ПРИВЕДЁННЫЙ ТЕКСТ:
+ + + + +

Гостиный двор
За несколько дней до Рождества, вынимались коробки с елочными украшениями, проверялись петельки для подвески, прикидывалось, чего и сколько нужно купить. Обыкновенно сначала заходили в магазины, в Гостином дворе, и присматривалось, что появилось интересного, и чего у нас нет.
Фото начало XX века "Гостинный двор ".
|
Гостиный двор в Царском перед Рождеством просто кишел народом. Магазины в наружных линиях переполнены были всякими соблазнительными вещами. Глаза разбегались от блеска и пестроты; особенно лавки с рождественскими елочными украшениями: все это горело, переливалось тысячами разноцветных огней, стоял какой-то особенный предпраздничный шум, движение, лавки полны были народом.
Но, как вспоминается, нигде не было хотя бы маленьких очередей. Всякий, кто входил в магазин, сразу определялся: покупатель это или просто праздношатающийся? Тонкость и точность определения были просто изумительны. Если вошедший стоил внимания, хозяин магазина одним движением бровей и глаз указывал на него, и, мгновенно, один из приказчиков или мальчиков устремлялся к нему: «Что изволите?» или «Что угодно?» и, переходя от прилавка к прилавку, отбирал желаемое, подводил к хозяину, тот быстро подсчитывал, получал деньги, и покупатель, провожаемый до двери мальчиком, покидал магазин, а иногда и отбывал в сопровождении его.

+ + + + +

ПРЕДОСТАВЛЕННЫЙ МАТЕРИАЛ:
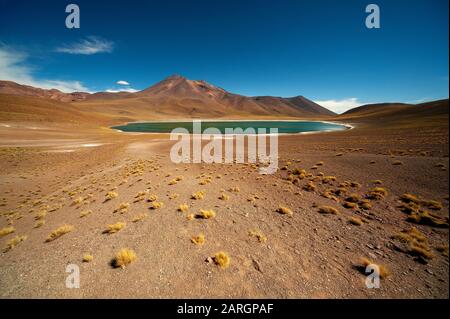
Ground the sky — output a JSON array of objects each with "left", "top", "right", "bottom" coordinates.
[{"left": 0, "top": 0, "right": 449, "bottom": 113}]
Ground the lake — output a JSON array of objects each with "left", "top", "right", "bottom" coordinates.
[{"left": 112, "top": 121, "right": 349, "bottom": 134}]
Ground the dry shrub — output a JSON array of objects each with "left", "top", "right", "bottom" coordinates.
[
  {"left": 348, "top": 217, "right": 363, "bottom": 226},
  {"left": 103, "top": 222, "right": 126, "bottom": 234},
  {"left": 319, "top": 206, "right": 339, "bottom": 215},
  {"left": 0, "top": 227, "right": 16, "bottom": 238},
  {"left": 197, "top": 209, "right": 216, "bottom": 219},
  {"left": 356, "top": 257, "right": 390, "bottom": 279},
  {"left": 213, "top": 251, "right": 230, "bottom": 268},
  {"left": 277, "top": 205, "right": 294, "bottom": 216},
  {"left": 45, "top": 225, "right": 74, "bottom": 242},
  {"left": 83, "top": 254, "right": 94, "bottom": 263},
  {"left": 3, "top": 236, "right": 27, "bottom": 253},
  {"left": 367, "top": 187, "right": 388, "bottom": 200},
  {"left": 178, "top": 204, "right": 189, "bottom": 213},
  {"left": 113, "top": 248, "right": 137, "bottom": 269},
  {"left": 191, "top": 191, "right": 205, "bottom": 200},
  {"left": 248, "top": 229, "right": 267, "bottom": 243},
  {"left": 191, "top": 233, "right": 205, "bottom": 245}
]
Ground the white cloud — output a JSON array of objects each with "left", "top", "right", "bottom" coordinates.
[
  {"left": 314, "top": 97, "right": 367, "bottom": 114},
  {"left": 56, "top": 36, "right": 114, "bottom": 55},
  {"left": 106, "top": 88, "right": 138, "bottom": 93},
  {"left": 0, "top": 44, "right": 89, "bottom": 93}
]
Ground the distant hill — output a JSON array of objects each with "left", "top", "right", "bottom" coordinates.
[
  {"left": 0, "top": 75, "right": 335, "bottom": 119},
  {"left": 336, "top": 99, "right": 449, "bottom": 126}
]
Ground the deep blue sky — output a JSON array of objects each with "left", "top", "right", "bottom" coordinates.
[{"left": 0, "top": 0, "right": 449, "bottom": 112}]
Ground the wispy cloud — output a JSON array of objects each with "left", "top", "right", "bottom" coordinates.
[
  {"left": 0, "top": 44, "right": 90, "bottom": 93},
  {"left": 314, "top": 97, "right": 367, "bottom": 114},
  {"left": 55, "top": 36, "right": 114, "bottom": 55}
]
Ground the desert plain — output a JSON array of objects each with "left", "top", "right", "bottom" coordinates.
[{"left": 0, "top": 78, "right": 449, "bottom": 298}]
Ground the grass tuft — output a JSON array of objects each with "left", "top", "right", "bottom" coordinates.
[
  {"left": 103, "top": 222, "right": 126, "bottom": 234},
  {"left": 45, "top": 225, "right": 74, "bottom": 243},
  {"left": 191, "top": 233, "right": 205, "bottom": 245},
  {"left": 213, "top": 251, "right": 230, "bottom": 268},
  {"left": 0, "top": 227, "right": 16, "bottom": 238},
  {"left": 113, "top": 248, "right": 137, "bottom": 269},
  {"left": 319, "top": 206, "right": 339, "bottom": 215}
]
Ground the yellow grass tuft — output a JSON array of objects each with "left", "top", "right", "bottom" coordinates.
[
  {"left": 80, "top": 210, "right": 92, "bottom": 218},
  {"left": 303, "top": 181, "right": 317, "bottom": 192},
  {"left": 345, "top": 193, "right": 361, "bottom": 203},
  {"left": 104, "top": 222, "right": 126, "bottom": 234},
  {"left": 33, "top": 220, "right": 45, "bottom": 228},
  {"left": 357, "top": 257, "right": 390, "bottom": 279},
  {"left": 113, "top": 248, "right": 137, "bottom": 269},
  {"left": 45, "top": 225, "right": 74, "bottom": 242},
  {"left": 83, "top": 254, "right": 94, "bottom": 263},
  {"left": 178, "top": 204, "right": 189, "bottom": 213},
  {"left": 213, "top": 251, "right": 230, "bottom": 268},
  {"left": 229, "top": 186, "right": 241, "bottom": 193},
  {"left": 105, "top": 191, "right": 119, "bottom": 201},
  {"left": 191, "top": 233, "right": 205, "bottom": 245},
  {"left": 277, "top": 205, "right": 294, "bottom": 216},
  {"left": 198, "top": 209, "right": 216, "bottom": 219},
  {"left": 0, "top": 227, "right": 16, "bottom": 238},
  {"left": 34, "top": 210, "right": 47, "bottom": 220},
  {"left": 248, "top": 229, "right": 267, "bottom": 243},
  {"left": 367, "top": 187, "right": 388, "bottom": 200},
  {"left": 319, "top": 206, "right": 339, "bottom": 215},
  {"left": 150, "top": 202, "right": 164, "bottom": 209},
  {"left": 131, "top": 213, "right": 148, "bottom": 223},
  {"left": 348, "top": 217, "right": 363, "bottom": 226},
  {"left": 191, "top": 191, "right": 205, "bottom": 200},
  {"left": 4, "top": 236, "right": 27, "bottom": 253}
]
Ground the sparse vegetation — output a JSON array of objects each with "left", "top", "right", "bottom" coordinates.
[
  {"left": 367, "top": 187, "right": 388, "bottom": 200},
  {"left": 131, "top": 213, "right": 148, "bottom": 223},
  {"left": 197, "top": 209, "right": 216, "bottom": 219},
  {"left": 319, "top": 206, "right": 339, "bottom": 215},
  {"left": 150, "top": 202, "right": 164, "bottom": 210},
  {"left": 80, "top": 210, "right": 92, "bottom": 218},
  {"left": 277, "top": 205, "right": 294, "bottom": 216},
  {"left": 3, "top": 236, "right": 27, "bottom": 253},
  {"left": 213, "top": 251, "right": 230, "bottom": 268},
  {"left": 103, "top": 222, "right": 126, "bottom": 234},
  {"left": 45, "top": 225, "right": 74, "bottom": 242},
  {"left": 248, "top": 229, "right": 267, "bottom": 243},
  {"left": 191, "top": 233, "right": 205, "bottom": 245},
  {"left": 105, "top": 191, "right": 119, "bottom": 202},
  {"left": 0, "top": 227, "right": 16, "bottom": 238},
  {"left": 178, "top": 204, "right": 189, "bottom": 213},
  {"left": 113, "top": 248, "right": 137, "bottom": 269},
  {"left": 191, "top": 191, "right": 205, "bottom": 200},
  {"left": 356, "top": 257, "right": 390, "bottom": 279},
  {"left": 83, "top": 254, "right": 94, "bottom": 263},
  {"left": 348, "top": 217, "right": 363, "bottom": 226}
]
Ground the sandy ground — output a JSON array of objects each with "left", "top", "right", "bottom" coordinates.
[{"left": 0, "top": 123, "right": 449, "bottom": 298}]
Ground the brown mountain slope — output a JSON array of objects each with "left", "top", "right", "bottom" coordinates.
[
  {"left": 0, "top": 81, "right": 90, "bottom": 102},
  {"left": 0, "top": 94, "right": 106, "bottom": 124},
  {"left": 336, "top": 99, "right": 449, "bottom": 127},
  {"left": 78, "top": 75, "right": 334, "bottom": 119}
]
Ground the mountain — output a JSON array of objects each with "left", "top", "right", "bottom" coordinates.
[
  {"left": 0, "top": 75, "right": 335, "bottom": 119},
  {"left": 336, "top": 99, "right": 449, "bottom": 127},
  {"left": 0, "top": 81, "right": 90, "bottom": 102}
]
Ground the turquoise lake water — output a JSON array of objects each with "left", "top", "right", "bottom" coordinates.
[{"left": 112, "top": 121, "right": 348, "bottom": 134}]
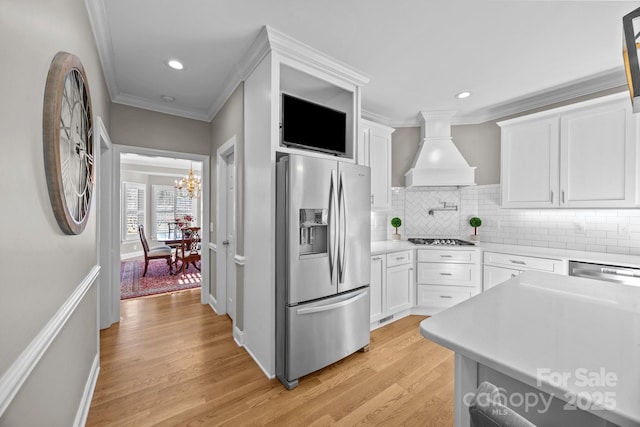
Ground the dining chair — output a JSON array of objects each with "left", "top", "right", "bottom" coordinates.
[
  {"left": 175, "top": 227, "right": 201, "bottom": 274},
  {"left": 138, "top": 225, "right": 173, "bottom": 277}
]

+ + + + +

ПОСТАНОВКА ЗАДАЧИ: Напишите продолжение текста о Гостином дворе перед Рождеством, начав сразу после его последнего предложения.

ОЖИДАЕМЫЙ РЕЗУЛЬТАТ:
В середине Гостиного двора шла торговля мясом, молочными телятами, поросятами, огромные туши висели на крюках; маленькие поросята, с застывшими на рыльцах капельками воды, лежали большими поленницами, как дрова. Разные овощи, крупы, мука, орехи, пряники! Чего только не навозили к Празднику!
Был в Царском один замечательный магазин: булочная, кондитерская и еще что-то – магазин Густерина. Был он на углу Оранжерейной и еще какой-то улицы – не помню. Славился он знаменитыми густеринскими сушками. Таких сушек не было даже в Петербурге. Выпекалось их множество; целые колонны из сушек стояли на прилавках и все это раскупалось, а на другой день снова стояли колонны их. Прошло больше шестидесяти лет с тех пор, а достаточно закрыть глаза, как ясно вспоминается и магазин, и дразнящий аромат всяких вкусных печений, булочек, булок, пирожных. Вот только не помню, были ли торты?
Почтовая открытка начало XX века "Оранжерейная улица ".
|
И все это свежее, теплое, горячее. Вчерашнее продавалось со скидкой разным разносчикам, в школы. Обслуживали покупателей хорошенькие, одетые в кокетливые халатики и шапочки, девушки. Здесь перед Рождеством продавались и елочные игрушки. Отбирая те или другие игрушки, девушки вежливо и неназойливо советовали обратить внимание на что-нибудь новое, интересное, только что полученное, быстро упаковывали, выписывали чеки, и ни у них, ни в кассе не было очередей!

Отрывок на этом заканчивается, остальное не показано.